Exercise brief: Set down, word for word, the part of the Welcome Day article below that begins with the words "HGSE Welcome Day Brings" and ends with "own academic journeys.".

Skip to main content
News

HGSE Welcome Day Brings Excitement for Year to Come

Hundreds of Ed School students celebrated the start of the 2025–26 academic year in Sanders Theatre on Tuesday
Welcome Day 2025
Representing 59 countries, HGSE's newest on-campus students join faculty and staff in Sanders Theatre for Welcome Day on August 26, 2025
Photos by Jill Anderson

While cars ferried freshmen into Harvard Yard to start their undergraduate experience in Cambridge on Tuesday morning, hundreds of students in the Harvard Graduate School of Education’s newest cohort gathered in Sanders Theatre to take the next steps in their own academic journeys.

HGSE Welcome Day 2025 put hope and learning on center stage, as students returned to Appian Way for a new year of research and learning. Dean Nonie Lesaux greeted incoming students with an overview of the year ahead, highlighting the themes and sense of purpose that will guide the learning community in the months ahead.

“Our task is to meet this moment and its very real challenges that come with it,” said Lesaux. “Our mission at the Harvard Graduate School of Education is to prepare leaders and innovators who will change the world by expanding opportunities and outcomes for learners everywhere. You are the change we want to see in the world.”

HGSE welcomed its residential students one day after the inaugural cohort of its International Education Policy and Management (IEPM) pathway of the Online Master’s in Education Leadership (OEL) students began their semester. That cohort, which boasts 77 learners from 32 countries and an average of 16 years of professional experience, joins the students in preK-12 and higher education pathways of the OEL who were welcomed to campus in late July.

There is a strong base of students from around the world joining the Ed School in Cambridge this year as well, said Lesaux. “I especially want to welcome our international students to the Harvard campus, because I know the months leading up to this arrival have had the added dimension of real uncertainty,” she said. “We are so very proud to welcome a cohort of residential students that together hail from 59 countries.”

Welcome Day featured six HGSE faculty members — Senior Lecturer Junlei Li, Professor Fernando Reimers, Senior Lecturer Gretchen Brion-Meisels, Senior Lecturer Rick Weissbourd, Professor Karen Brennan, and Lecturer Eric Soto-Shed — delivering short presentations about their work and offering advice on the year of research and study ahead.

Data records
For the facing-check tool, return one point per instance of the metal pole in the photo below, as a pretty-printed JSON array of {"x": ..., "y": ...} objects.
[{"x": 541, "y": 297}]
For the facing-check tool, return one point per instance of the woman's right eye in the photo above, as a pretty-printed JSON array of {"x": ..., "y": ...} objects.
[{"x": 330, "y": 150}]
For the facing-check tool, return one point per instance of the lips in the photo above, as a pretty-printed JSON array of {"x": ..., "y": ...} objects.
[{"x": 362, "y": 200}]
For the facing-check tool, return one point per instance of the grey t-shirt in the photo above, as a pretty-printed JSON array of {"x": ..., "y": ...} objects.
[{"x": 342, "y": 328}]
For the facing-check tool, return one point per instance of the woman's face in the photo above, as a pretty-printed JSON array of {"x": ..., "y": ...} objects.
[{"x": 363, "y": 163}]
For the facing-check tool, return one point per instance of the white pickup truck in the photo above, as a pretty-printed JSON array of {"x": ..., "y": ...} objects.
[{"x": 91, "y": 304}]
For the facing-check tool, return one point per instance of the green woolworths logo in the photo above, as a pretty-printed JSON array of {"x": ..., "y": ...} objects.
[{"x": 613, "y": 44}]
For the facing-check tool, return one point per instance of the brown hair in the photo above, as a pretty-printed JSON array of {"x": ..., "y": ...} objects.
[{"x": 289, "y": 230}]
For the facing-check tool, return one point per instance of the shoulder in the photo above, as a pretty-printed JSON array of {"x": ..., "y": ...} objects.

Response to the task:
HGSE Welcome Day Brings Excitement for Year to Come

Hundreds of Ed School students celebrated the start of the 2025–26 academic year in Sanders Theatre on Tuesday
Welcome Day 2025
Representing 59 countries, HGSE's newest on-campus students join faculty and staff in Sanders Theatre for Welcome Day on August 26, 2025
Photos by Jill Anderson

While cars ferried freshmen into Harvard Yard to start their undergraduate experience in Cambridge on Tuesday morning, hundreds of students in the Harvard Graduate School of Education’s newest cohort gathered in Sanders Theatre to take the next steps in their own academic journeys.